▸ **Goal of the exercise**: Pick out every line in the entries below that contains the word "green", and copy each of those lines.

▸ **Data supplied**:
##############################
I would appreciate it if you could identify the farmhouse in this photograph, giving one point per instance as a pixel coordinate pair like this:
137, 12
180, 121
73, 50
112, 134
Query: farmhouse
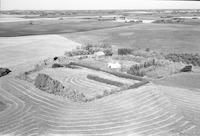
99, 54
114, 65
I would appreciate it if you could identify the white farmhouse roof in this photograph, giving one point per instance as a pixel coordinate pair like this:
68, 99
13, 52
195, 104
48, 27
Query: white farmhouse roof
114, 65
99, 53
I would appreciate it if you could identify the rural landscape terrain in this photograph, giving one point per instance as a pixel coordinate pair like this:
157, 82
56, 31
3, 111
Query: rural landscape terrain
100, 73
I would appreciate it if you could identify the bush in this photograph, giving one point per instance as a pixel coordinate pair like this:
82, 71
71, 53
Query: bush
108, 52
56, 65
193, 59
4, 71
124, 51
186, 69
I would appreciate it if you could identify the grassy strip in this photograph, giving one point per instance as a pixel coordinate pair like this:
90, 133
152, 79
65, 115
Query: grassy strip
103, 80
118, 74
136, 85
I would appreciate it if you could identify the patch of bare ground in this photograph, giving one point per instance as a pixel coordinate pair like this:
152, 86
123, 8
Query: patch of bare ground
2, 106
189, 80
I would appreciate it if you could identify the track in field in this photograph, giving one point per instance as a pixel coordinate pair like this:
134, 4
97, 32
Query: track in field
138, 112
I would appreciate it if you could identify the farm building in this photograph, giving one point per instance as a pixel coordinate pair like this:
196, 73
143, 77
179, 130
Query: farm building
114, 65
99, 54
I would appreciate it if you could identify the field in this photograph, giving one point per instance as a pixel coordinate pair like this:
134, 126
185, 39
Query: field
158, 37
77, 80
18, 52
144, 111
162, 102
##############################
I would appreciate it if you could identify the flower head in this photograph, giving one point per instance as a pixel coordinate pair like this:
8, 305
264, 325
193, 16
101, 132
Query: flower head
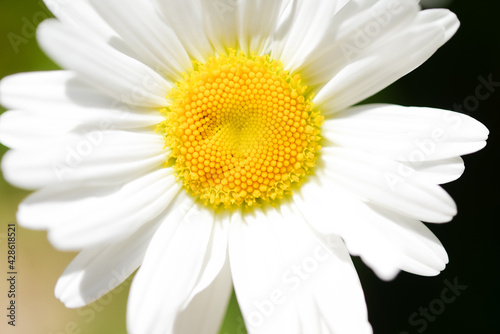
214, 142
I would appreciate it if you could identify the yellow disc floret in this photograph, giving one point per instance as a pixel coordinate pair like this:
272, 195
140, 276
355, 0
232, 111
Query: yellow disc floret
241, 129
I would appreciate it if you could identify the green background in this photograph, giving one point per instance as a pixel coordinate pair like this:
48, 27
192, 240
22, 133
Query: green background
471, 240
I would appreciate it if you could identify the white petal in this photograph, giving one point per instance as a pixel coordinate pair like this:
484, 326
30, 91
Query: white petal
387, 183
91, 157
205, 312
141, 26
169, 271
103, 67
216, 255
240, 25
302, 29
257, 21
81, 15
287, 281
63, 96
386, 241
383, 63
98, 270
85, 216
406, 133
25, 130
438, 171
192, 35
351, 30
##############################
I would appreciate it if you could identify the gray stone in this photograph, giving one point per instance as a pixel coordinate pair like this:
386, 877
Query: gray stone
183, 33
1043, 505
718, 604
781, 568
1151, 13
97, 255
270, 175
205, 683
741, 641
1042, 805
##############################
▸ **Reply to the task**:
I would appreciate it if you could identify the green background in this photograph, giving one point per instance as a pixel coordinate pair like this:
Query: green background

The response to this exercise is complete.